__SELECTED EXTRACT__.
◆ ◆ ◆
The second half was mostly dominated by the Wanderers who kept pressing again and again at the Jets goal without the resulting reward of scoring, until in a melee of arms and legs Michael Beauchamp scrambled the ball into the home team’s goal. It may have been illegitimate in the eyes of most home and some neutral fans however the ref gave the scoring effort legitimacy and that was arguably a fair indication of which team was really trying to win the game. The return of hometown hero Joel Griffiths fired up the Jets and with both teams emptying their benches it looked as if the visitors would take all three points. However in a fiery and mad mix of the last few minutes of reglar and extra time Taggart put the ball into the Wanderers goal after some pinball action that was not adequately defused by the Wanderers defence. Then when full time was called during a nasty one-on-one moment between Covic and Taggart Joel Griffiths decided to make his displeasure known to the referee Ben Williams in such a manner he was red carded. It was a fairly disgraceful effort from a man who has form and he deserved to be disciplined as such. As for the two teams, a draw was certainly not the result the Wanderers wanted or deserved, whilst for Clayton Zane his team must thank Taggart for escaping yet another loss. Of the two teams only one really looked like it should’ve won, yet as always the game of football didn’t go to plan.
◆ ◆ ◆
__ENTRIES SUPPLIED__.
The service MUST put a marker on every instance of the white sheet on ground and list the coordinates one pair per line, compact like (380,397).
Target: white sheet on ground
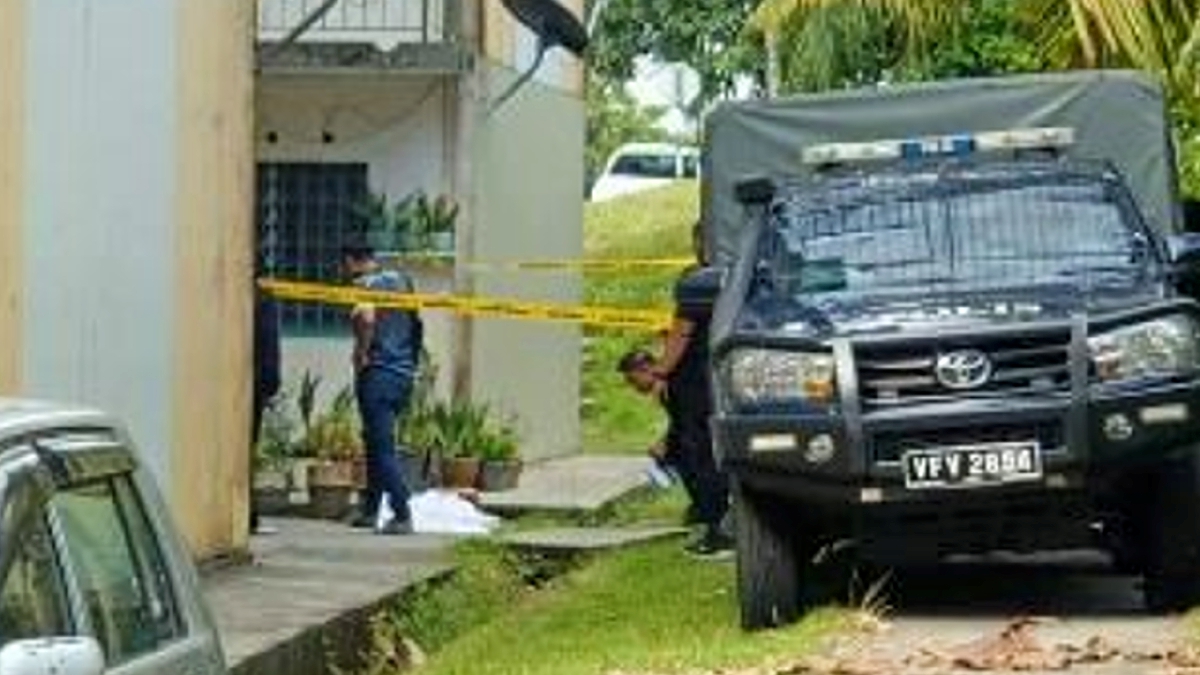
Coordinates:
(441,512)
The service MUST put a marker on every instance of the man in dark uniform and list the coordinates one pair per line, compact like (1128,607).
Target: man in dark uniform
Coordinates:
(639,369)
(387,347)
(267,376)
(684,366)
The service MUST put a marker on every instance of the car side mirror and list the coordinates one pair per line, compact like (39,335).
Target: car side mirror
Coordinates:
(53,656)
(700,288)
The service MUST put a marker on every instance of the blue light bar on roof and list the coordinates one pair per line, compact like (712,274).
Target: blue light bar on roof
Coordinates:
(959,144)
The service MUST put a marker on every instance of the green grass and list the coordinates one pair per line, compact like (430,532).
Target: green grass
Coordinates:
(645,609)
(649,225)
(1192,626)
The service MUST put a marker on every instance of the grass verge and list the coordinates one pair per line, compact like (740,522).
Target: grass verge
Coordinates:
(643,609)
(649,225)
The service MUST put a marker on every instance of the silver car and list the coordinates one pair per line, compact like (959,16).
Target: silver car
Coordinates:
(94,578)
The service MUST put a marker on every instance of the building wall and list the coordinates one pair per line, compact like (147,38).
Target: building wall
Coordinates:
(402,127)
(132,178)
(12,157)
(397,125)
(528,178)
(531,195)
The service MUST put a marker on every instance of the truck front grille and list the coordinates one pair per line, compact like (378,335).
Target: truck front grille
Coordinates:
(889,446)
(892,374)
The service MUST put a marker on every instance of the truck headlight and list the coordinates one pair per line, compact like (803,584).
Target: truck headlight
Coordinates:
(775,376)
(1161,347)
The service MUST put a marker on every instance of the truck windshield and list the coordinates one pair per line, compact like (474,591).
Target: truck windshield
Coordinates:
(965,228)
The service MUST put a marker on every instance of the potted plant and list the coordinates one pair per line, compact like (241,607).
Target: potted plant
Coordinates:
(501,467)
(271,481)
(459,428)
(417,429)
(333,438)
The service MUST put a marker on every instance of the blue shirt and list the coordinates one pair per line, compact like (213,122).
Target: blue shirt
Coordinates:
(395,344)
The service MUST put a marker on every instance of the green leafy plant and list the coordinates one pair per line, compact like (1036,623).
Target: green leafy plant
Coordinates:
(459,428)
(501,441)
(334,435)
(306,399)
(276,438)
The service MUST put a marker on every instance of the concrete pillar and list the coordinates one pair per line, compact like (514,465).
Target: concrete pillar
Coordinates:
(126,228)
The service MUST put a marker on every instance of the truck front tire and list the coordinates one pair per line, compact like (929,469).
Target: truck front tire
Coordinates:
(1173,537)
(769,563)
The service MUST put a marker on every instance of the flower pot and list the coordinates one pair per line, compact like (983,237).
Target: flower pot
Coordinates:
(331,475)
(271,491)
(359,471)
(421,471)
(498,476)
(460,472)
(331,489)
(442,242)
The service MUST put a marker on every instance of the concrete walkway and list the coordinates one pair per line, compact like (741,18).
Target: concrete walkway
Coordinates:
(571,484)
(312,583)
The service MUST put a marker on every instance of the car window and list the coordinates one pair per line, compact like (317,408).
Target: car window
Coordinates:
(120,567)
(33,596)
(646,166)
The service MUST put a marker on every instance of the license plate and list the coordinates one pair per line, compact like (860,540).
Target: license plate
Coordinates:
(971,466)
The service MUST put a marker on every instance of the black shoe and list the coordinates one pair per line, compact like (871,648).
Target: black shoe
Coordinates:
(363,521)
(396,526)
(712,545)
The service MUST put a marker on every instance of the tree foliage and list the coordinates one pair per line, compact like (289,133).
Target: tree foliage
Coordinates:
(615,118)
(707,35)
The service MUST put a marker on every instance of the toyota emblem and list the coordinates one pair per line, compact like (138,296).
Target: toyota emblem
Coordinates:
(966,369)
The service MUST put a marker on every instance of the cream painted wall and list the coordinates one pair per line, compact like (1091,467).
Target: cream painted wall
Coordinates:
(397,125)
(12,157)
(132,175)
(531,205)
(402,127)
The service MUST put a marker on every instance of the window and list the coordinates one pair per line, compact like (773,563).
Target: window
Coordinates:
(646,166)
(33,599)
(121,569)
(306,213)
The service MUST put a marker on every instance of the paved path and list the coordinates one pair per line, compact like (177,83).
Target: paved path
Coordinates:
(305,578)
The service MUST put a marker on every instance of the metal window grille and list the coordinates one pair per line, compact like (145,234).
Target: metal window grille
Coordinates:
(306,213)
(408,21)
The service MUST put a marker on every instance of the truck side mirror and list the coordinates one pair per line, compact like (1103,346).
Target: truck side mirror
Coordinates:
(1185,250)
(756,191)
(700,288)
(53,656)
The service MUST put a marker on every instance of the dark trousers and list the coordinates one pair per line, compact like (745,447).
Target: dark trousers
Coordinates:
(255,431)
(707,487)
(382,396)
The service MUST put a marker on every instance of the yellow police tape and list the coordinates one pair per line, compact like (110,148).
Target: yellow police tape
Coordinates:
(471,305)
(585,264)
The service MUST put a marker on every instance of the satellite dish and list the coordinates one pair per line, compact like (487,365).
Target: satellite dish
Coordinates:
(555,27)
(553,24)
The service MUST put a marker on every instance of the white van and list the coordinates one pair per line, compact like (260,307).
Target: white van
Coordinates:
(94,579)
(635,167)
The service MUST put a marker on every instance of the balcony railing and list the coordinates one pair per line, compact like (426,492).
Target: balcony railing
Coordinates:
◆ ◆ ◆
__WHAT TO WORK ON__.
1 - In the match report, who put the ball into the home team's goal during the second half?
2 - Write the next part of the match report, starting after its final sentence.

__OUTPUTS__.
1 - Michael Beauchamp

2 -
Brisbane Roar Vs Central Coast Mariners ( 2-1 Brisbane Roar win)

Every time these two major clubs of recent A-League history meet there is a quality and closeness to their matches that is hard to find in other pairings, and yet again the Roar and Mariners demonstrated what marks them out as great teams. However there was a major difference between the two squads in terms of their cohesion and stability, with the Roar putting many familiar faces on the Suncorp pitche from their ‘Roarcelona’ days, including Berisha, Broich, North, Theo and Stefanutto. The Mariners were forced to rely on a team made up of many new faces mixed with a couple of stalwarts, and Phil Moss as coach is still to resolutely imprint his style on his squad and then connect it to consistent success. The first half was defined by a Berisha miss and a Theo mistake that led to a penalty for the visitors. Veteran ex-Socceroo Mile Sterjovski slotted home the spot kick and that gave the visitors a lead they may not have deserved from the general run of play.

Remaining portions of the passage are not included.